_EXERCISE:_
Repeat the whole listing exactly, leaving nothing out.

_RECORDS PROVIDED:_
....
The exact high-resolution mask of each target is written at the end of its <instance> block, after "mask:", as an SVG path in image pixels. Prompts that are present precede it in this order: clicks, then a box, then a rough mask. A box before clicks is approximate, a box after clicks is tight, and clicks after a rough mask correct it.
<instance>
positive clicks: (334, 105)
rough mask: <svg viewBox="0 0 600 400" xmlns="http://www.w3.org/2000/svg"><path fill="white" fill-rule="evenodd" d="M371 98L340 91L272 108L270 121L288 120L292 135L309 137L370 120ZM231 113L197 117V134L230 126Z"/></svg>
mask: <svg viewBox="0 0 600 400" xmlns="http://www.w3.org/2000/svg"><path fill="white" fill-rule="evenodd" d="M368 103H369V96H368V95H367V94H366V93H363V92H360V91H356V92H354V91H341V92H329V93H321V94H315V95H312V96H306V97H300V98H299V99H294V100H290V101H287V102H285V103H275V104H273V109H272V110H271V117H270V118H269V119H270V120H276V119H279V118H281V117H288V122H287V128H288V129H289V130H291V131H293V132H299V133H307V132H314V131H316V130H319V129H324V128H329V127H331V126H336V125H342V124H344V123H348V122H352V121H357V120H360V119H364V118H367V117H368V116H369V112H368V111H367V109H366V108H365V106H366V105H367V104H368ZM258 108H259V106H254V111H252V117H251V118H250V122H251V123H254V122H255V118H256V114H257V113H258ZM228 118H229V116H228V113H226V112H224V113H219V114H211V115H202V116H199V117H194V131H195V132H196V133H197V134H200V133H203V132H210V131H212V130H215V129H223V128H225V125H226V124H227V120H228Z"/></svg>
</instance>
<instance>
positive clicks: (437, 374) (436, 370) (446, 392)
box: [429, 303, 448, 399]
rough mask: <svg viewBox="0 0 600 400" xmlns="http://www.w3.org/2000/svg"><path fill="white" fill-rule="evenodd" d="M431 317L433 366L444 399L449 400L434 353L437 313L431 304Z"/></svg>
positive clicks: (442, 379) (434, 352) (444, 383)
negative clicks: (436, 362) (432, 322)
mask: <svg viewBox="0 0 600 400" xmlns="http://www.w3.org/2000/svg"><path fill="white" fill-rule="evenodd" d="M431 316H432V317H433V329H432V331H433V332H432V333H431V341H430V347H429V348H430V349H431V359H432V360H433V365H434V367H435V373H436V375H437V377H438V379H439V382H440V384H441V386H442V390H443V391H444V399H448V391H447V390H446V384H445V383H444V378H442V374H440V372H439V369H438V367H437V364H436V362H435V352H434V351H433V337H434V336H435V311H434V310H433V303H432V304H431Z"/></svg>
....
_RESPONSE TO THIS TASK:_
The exact high-resolution mask of each target is written at the end of its <instance> block, after "mask:", as an SVG path in image pixels. Prompts that are present precede it in this order: clicks, then a box, then a rough mask. A box before clicks is approximate, a box after clicks is tight, and clicks after a rough mask correct it.
<instance>
positive clicks: (334, 105)
rough mask: <svg viewBox="0 0 600 400" xmlns="http://www.w3.org/2000/svg"><path fill="white" fill-rule="evenodd" d="M371 98L340 91L272 108L270 121L288 120L292 135L309 137L370 120ZM231 113L197 117V134L230 126Z"/></svg>
mask: <svg viewBox="0 0 600 400" xmlns="http://www.w3.org/2000/svg"><path fill="white" fill-rule="evenodd" d="M368 103H369V96H368V95H367V94H366V93H363V92H360V91H356V92H354V91H341V92H329V93H321V94H315V95H312V96H306V97H300V98H299V99H294V100H290V101H287V102H285V103H275V104H273V109H272V110H271V117H270V118H269V119H270V120H276V119H279V118H281V117H288V122H287V128H288V129H289V130H291V131H293V132H299V133H307V132H314V131H316V130H319V129H324V128H329V127H331V126H336V125H342V124H344V123H348V122H352V121H357V120H360V119H364V118H367V117H368V116H369V112H368V111H367V109H366V108H365V106H366V105H367V104H368ZM258 108H259V106H254V111H252V117H251V118H250V122H251V123H254V122H255V118H256V114H257V113H258ZM228 118H229V116H228V113H226V112H224V113H219V114H211V115H202V116H199V117H194V131H195V132H196V133H197V134H200V133H203V132H210V131H212V130H215V129H223V128H225V125H226V124H227V120H228Z"/></svg>
</instance>
<instance>
positive clicks: (437, 374) (436, 370) (446, 392)
box: [429, 303, 448, 399]
rough mask: <svg viewBox="0 0 600 400" xmlns="http://www.w3.org/2000/svg"><path fill="white" fill-rule="evenodd" d="M431 317L433 366L444 399L449 400L434 353L437 313L431 304Z"/></svg>
positive clicks: (442, 379) (434, 352) (444, 383)
negative clicks: (436, 362) (432, 322)
mask: <svg viewBox="0 0 600 400" xmlns="http://www.w3.org/2000/svg"><path fill="white" fill-rule="evenodd" d="M431 316H432V317H433V329H432V331H433V332H432V333H431V341H430V347H429V348H430V349H431V359H432V360H433V365H434V367H435V373H436V375H437V377H438V379H439V382H440V384H441V386H442V390H443V391H444V399H448V391H447V390H446V384H445V383H444V378H442V374H440V372H439V369H438V367H437V364H436V362H435V352H434V351H433V337H434V336H435V311H434V310H433V303H432V304H431Z"/></svg>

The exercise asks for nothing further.